PROBLEM SET –
1. Answer each question from the review of "Believing in Magic":
(a) Who wrote the book with Cookie Johnson?
(b) Which university did Cookie apply to?
(c) How many times did Magic ask her to marry him?
2. According to the review of "Believing in Magic," why was the relationship between Cookie and Magic marked by arguments, splits and reconciliations?

PASSAGE –
For richer or poorer. For better or for worse.
If you’ve ever said those vows, you understand the solemnity and the promise they make; namely, that you’re in it for the long-haul, come what may, no matter what shakes. You promise to be there for good but, as in “Believing in Magic” by Cookie Johnson (with Denene Millner), it’s also in sickness and in health.
Earleatha “Cookie” Kelly, now Cookie Johnson, “had no clue” who Earvin “Magic” Johnson was when she sent off her application to Michigan State University. Her then-boyfriend, who was the jealous sort, mentioned Magic, but she was undeterred. Seriously, how would a girl from Detroit meet up with a college basketball star like that?
But that’s exactly what happened: like most MSU coeds, Cookie’s roommate had a crush on Magic. It was inevitable that while the roomie chased after a chance to be in the presence of the b-baller, Cookie would meet him and catch his eye.
Thus started a dozen-year, on-again, off-again relationship in which Cookie often didn’t know where she stood. They both hated to be controlled, which led to arguments, splits and reconciliations. He asked her to marry him three times and then broke the first two engagements; he tried to break the third, but she called his bluff, they were married quick in a beautiful wedding he insisted on having and she took his name.

DATASET EXCERPTS –
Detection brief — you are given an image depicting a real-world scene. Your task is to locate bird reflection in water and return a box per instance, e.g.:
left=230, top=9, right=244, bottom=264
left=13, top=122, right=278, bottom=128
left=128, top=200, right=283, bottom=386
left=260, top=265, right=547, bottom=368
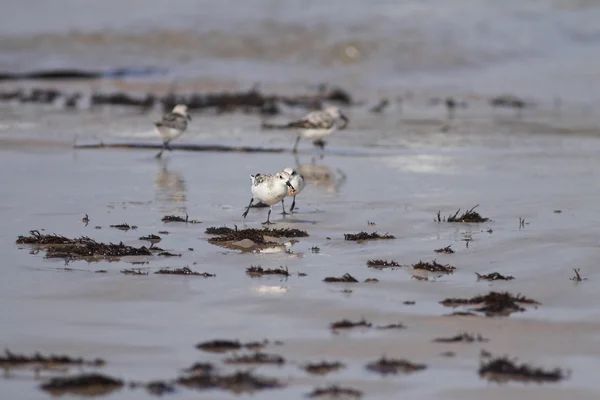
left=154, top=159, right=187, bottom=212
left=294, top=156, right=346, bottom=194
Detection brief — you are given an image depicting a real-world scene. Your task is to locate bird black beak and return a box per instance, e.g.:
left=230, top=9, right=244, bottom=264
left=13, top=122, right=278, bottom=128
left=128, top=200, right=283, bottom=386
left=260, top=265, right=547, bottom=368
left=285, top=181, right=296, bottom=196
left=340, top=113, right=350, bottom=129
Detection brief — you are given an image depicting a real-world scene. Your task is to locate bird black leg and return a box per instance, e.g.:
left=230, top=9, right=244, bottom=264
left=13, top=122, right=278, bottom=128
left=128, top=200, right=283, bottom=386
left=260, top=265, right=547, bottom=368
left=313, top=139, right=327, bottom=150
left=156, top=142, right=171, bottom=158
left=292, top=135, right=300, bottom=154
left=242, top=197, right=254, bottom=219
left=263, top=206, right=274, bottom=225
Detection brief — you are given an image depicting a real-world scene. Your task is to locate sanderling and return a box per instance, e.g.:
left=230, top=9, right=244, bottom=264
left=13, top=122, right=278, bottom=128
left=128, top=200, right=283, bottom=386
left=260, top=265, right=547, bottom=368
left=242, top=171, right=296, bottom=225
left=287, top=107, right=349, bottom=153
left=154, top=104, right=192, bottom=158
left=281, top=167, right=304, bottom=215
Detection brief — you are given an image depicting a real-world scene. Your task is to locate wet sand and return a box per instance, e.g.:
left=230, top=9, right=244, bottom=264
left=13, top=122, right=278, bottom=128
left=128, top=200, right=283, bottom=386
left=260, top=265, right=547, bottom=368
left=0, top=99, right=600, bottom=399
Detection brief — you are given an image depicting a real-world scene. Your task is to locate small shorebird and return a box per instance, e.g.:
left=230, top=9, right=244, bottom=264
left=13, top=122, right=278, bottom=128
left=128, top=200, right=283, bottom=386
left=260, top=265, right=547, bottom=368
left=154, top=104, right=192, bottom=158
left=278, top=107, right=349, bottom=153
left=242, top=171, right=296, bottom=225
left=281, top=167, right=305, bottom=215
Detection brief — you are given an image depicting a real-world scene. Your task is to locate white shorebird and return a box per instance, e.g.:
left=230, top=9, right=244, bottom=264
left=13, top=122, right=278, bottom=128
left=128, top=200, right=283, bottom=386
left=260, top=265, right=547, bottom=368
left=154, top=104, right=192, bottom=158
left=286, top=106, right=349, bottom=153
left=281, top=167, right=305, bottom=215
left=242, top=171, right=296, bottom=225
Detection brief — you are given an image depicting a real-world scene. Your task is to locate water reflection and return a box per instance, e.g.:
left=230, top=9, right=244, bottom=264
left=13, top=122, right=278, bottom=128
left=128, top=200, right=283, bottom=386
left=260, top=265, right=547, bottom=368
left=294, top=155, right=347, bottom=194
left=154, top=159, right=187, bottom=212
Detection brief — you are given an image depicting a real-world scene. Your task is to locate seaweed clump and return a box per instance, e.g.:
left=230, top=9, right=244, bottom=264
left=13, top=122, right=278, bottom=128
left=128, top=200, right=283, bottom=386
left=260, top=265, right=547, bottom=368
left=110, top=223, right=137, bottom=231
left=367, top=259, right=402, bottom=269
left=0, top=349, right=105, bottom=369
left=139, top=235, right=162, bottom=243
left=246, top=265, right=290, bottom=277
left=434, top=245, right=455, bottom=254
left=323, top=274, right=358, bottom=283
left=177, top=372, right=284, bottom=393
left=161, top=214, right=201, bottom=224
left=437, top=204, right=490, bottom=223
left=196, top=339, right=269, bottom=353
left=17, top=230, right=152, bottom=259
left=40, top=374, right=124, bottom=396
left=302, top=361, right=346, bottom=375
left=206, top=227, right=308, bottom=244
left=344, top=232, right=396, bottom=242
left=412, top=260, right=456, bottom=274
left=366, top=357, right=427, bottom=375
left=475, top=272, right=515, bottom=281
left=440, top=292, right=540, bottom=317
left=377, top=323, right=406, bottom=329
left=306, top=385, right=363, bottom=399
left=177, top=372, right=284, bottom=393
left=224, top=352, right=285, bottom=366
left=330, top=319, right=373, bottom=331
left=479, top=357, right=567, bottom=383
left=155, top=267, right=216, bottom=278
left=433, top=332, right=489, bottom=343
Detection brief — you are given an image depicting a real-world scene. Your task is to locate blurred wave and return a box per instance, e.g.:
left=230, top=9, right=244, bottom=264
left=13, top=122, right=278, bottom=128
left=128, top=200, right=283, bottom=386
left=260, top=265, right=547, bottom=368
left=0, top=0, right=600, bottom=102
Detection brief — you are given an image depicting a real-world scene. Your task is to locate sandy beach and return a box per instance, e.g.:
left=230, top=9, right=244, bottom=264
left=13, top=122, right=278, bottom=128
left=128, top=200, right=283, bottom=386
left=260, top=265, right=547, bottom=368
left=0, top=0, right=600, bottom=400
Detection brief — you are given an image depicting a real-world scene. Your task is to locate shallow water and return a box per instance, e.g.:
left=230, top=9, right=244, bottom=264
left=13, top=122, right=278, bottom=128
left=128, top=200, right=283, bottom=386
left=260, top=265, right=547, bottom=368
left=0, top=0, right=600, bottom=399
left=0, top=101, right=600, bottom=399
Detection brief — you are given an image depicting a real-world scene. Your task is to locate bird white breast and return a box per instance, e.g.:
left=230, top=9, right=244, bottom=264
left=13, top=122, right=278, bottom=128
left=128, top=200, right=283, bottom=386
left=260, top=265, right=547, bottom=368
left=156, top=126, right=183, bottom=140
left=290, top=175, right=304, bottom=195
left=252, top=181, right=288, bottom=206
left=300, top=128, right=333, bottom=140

ANSWER SET –
1.
(a) Denene Millner
(b) Michigan State University
(c) Three times

2. They both hated to be controlled, which led to arguments, splits and reconciliations during their dozen-year, on-again, off-again relationship.